#### GIVEN PASSAGE
[Start of Attachment]

How to Expand Your Scope of Practice as a General Dentist
Career & Clinical Growth · Western Surgical and Sedation
Most general dentists reach a point in their career where they feel the ceiling. The practice is running. Production is consistent. And yet there is a persistent awareness that a significant portion of what patients need — surgical extractions, sedation, implants — is being referred out rather than delivered.
Expanding scope of practice is how dentists break through that ceiling. It is not about doing more of the same — it is about developing new clinical capabilities that change what your practice can offer, what your patients experience, and what your income potential looks like.
This article covers the practical side of scope expansion: how to identify which capabilities are worth developing, what the training pathway looks like, how to build the systems that support new services, and how to introduce expanded capabilities to your patient base without disrupting your existing workflow.
Why Scope Expansion Stalls — and How to Get Past It
Most dentists who want to expand their scope never do. Not because the desire is absent, but because the pathway is unclear and the perceived risk feels disproportionate to the potential gain.
Three patterns account for most cases of stalled expansion:
1. Waiting for the right time
There is no right time. A practice is always busy, always managing competing priorities, always carrying some version of the instability that makes a major change feel premature. Dentists who successfully expand their scope make a deliberate decision to pursue training in a specific window — and they treat that commitment the same way they would treat any other significant business investment.
2. Choosing the wrong continuing education
The CE market for dentists is saturated with programs that promise clinical transformation and deliver theoretical familiarity. A weekend lecture course on oral surgery does not produce a dentist who can confidently perform impacted third molar extractions. Live patient training under expert supervision does. Selecting CE based on cost or convenience rather than clinical outcomes is the most common reason scope expansion attempts fail.

[End of Attachment]

#### STUDY MATERIAL
[Start of Attachment]

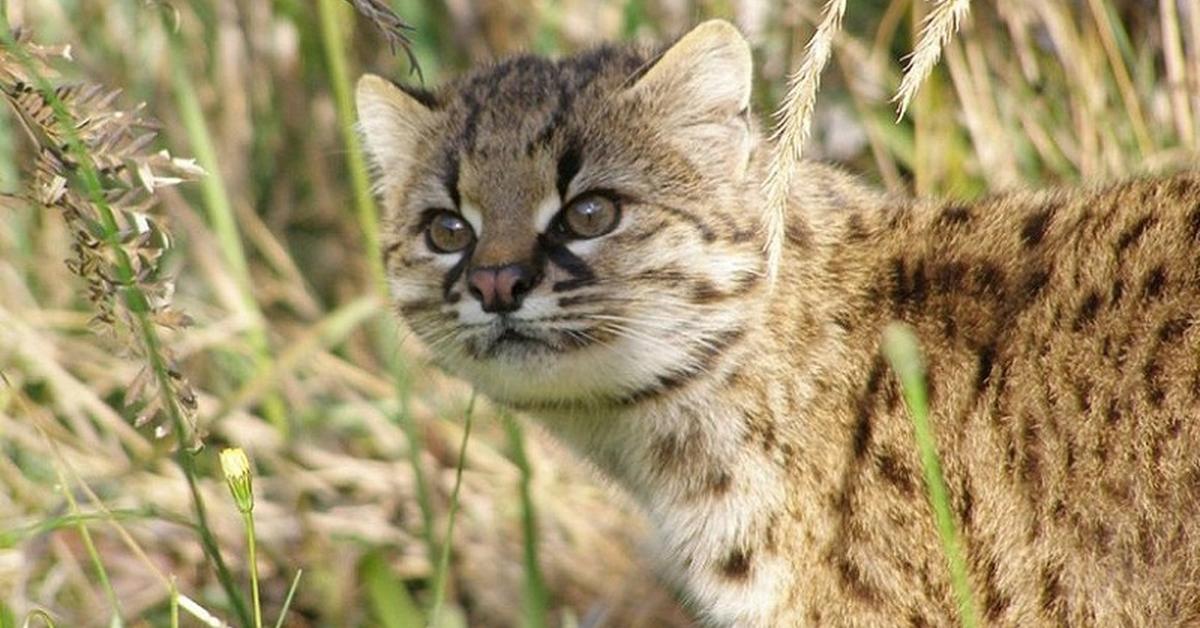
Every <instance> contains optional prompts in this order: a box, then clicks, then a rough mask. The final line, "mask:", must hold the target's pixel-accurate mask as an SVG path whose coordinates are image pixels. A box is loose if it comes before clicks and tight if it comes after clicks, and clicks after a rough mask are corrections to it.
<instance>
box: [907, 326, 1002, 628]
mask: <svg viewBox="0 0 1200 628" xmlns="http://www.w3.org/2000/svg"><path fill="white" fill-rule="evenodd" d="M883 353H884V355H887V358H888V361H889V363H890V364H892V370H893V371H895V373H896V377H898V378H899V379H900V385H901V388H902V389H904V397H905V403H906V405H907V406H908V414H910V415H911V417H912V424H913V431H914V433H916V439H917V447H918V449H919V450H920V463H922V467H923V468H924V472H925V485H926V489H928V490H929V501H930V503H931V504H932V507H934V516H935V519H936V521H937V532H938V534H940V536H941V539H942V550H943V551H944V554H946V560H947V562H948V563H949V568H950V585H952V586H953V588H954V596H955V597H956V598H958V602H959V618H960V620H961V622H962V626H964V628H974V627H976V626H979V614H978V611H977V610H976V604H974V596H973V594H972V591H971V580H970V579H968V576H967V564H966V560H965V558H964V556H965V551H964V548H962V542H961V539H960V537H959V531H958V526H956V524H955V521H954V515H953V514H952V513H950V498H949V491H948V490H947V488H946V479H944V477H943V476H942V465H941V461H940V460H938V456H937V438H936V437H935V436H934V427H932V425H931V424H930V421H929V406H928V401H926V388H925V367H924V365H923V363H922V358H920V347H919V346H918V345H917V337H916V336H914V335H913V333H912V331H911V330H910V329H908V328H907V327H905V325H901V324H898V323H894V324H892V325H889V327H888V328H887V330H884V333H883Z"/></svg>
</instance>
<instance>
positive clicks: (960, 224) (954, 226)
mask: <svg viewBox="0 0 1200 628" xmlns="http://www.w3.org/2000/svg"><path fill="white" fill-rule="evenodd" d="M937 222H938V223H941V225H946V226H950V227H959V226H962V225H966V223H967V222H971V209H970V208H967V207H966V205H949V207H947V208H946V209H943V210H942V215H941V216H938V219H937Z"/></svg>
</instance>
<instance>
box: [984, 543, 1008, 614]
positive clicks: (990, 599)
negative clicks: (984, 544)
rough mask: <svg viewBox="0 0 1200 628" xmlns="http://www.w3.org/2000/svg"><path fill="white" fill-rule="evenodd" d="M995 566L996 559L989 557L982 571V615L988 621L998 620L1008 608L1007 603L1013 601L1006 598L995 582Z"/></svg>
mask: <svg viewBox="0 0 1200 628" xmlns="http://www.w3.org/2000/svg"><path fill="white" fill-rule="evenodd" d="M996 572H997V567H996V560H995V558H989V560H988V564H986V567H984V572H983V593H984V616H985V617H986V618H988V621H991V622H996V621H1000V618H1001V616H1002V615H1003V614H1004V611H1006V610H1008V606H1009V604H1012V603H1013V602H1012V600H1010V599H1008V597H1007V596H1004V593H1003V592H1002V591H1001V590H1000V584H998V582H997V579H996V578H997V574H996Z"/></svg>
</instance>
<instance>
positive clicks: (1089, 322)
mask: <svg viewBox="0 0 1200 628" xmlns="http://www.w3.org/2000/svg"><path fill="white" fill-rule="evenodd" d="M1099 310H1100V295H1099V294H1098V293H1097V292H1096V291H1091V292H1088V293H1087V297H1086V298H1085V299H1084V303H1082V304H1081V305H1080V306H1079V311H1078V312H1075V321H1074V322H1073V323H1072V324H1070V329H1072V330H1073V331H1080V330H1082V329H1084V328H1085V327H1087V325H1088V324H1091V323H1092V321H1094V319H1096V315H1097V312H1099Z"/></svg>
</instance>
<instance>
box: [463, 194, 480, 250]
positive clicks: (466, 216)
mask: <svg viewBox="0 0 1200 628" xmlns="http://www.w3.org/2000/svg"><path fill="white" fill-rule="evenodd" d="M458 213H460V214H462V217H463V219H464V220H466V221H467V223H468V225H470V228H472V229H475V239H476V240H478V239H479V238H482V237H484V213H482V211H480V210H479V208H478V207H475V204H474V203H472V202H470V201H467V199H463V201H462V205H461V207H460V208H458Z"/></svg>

[End of Attachment]
[Start of Attachment]

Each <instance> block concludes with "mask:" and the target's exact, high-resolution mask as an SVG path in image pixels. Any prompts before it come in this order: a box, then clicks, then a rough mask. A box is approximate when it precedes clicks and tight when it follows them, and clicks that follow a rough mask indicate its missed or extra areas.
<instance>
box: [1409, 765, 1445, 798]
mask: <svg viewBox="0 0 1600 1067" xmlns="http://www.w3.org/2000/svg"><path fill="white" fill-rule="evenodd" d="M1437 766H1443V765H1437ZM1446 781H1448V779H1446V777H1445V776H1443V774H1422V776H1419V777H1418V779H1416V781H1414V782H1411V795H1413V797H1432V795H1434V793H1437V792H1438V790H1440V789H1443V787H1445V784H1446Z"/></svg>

[End of Attachment]

#### WHAT TO WORK ON
1 > Summarize the article on expanding a general dentist's scope of practice in two sentences.
2 > According to the article on expanding scope of practice, why do most dentists who want to expand their scope never do so? Answer in one or two sentences.

#### ANSWERS TO EACH TASK
1 > The article argues that general dentists who refer out services such as surgical extractions, sedation and implants can break through a career ceiling by developing new clinical capabilities. It covers how to identify, train for, support and introduce those capabilities, and it names reasons that expansion stalls: waiting for a right time that does not exist, and choosing continuing education for cost or convenience rather than for clinical outcomes such as live patient training under expert supervision.

2 > The desire is not absent. The pathway is unclear, and the perceived risk feels disproportionate to the potential gain.